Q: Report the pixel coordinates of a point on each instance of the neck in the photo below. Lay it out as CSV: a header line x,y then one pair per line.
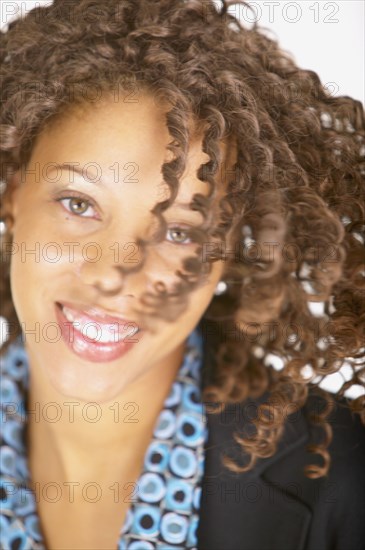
x,y
85,438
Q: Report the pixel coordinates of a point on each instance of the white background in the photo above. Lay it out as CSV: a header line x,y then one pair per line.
x,y
326,37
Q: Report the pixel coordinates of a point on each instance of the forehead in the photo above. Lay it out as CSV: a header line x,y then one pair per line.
x,y
124,142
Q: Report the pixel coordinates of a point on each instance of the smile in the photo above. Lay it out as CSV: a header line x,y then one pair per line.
x,y
95,335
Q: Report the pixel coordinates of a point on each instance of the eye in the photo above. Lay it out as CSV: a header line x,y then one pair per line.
x,y
178,235
77,205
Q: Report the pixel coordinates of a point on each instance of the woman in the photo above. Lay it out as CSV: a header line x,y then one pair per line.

* [Directions]:
Recast every line of the records above as a numbered list, omitting any blank lines. Leave the pictures out of the list.

* [Task solution]:
1. Q: Report the pixel coordinates of a point on each instance of the neck in the photo below. Lay it out as CSV: a header line x,y then one pair per line.
2. x,y
3. 85,438
4. Q: Report the pixel coordinates of a point on each instance of the white background in the photo above. Lay it out as CSV: a header line x,y then one pair per line.
5. x,y
6. 326,37
7. Q: Report the pixel coordinates of a point on each instance of the forehead in the photo above. Lay it out as CSV: a header line x,y then one pair per line.
8. x,y
9. 124,142
10. Q: Report the pixel coordinates of a point on each instance of the smile in the photo above. Lay it out as CSV: a header line x,y then one pair per line.
11. x,y
12. 95,335
13. Q: Report the pixel coordinates of a point on each instance of the eye in the photo above. Lay it out as CSV: a header line x,y then one pair per line.
14. x,y
15. 178,235
16. 77,205
17. Q: Report the pixel coordinates of a point on each instance of the woman in the photo above. Lay it out as CSV: a header line x,y then one pair per line.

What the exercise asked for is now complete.